Work order:
All of the entries should be restated word for word, but without their pictures.

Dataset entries
+--
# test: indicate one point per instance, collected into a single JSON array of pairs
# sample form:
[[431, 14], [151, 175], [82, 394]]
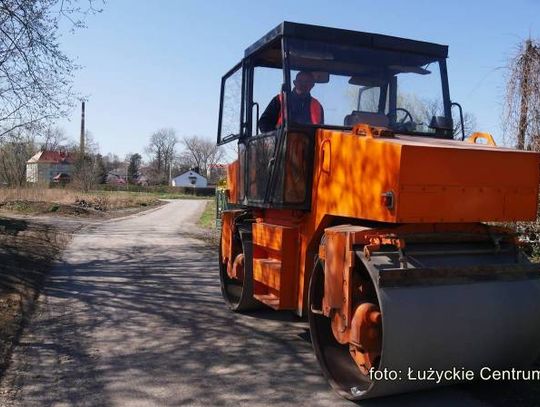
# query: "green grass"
[[208, 217]]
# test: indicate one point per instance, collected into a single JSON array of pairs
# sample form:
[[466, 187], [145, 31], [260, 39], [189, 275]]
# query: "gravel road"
[[133, 316]]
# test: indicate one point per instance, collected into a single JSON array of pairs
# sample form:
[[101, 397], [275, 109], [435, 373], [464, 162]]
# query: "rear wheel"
[[337, 364], [238, 291]]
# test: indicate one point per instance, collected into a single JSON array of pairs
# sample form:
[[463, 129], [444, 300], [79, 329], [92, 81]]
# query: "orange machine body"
[[366, 175]]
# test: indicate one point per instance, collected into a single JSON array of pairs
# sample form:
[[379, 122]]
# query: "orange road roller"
[[356, 200]]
+--
Answer for the task:
# test: indicate one point per instance, collected into a single JSON array of pairs
# sample form:
[[431, 14], [151, 175], [82, 394]]
# query: "green grass"
[[208, 217]]
# test: indicate one point per instance, collected into a single JSON array of pairs
# sample form:
[[466, 187], [145, 31], [260, 39], [189, 275]]
# query: "gravel road"
[[133, 316]]
# test: indicate one point per instance, collected into a single JSON array of pairs
# sample form:
[[101, 397], [275, 109], [435, 373], [464, 162]]
# query: "rear wheel"
[[337, 364], [238, 291]]
# test: indicate one point per instance, collected into a single JSON array of pairs
# sample form:
[[463, 129], [444, 300], [79, 329], [92, 81]]
# query: "orange machine body"
[[366, 175]]
# test: indicate one point per instance, collected into a single JSON array of pairs
# sample form:
[[379, 122]]
# query: "orange road roller"
[[356, 200]]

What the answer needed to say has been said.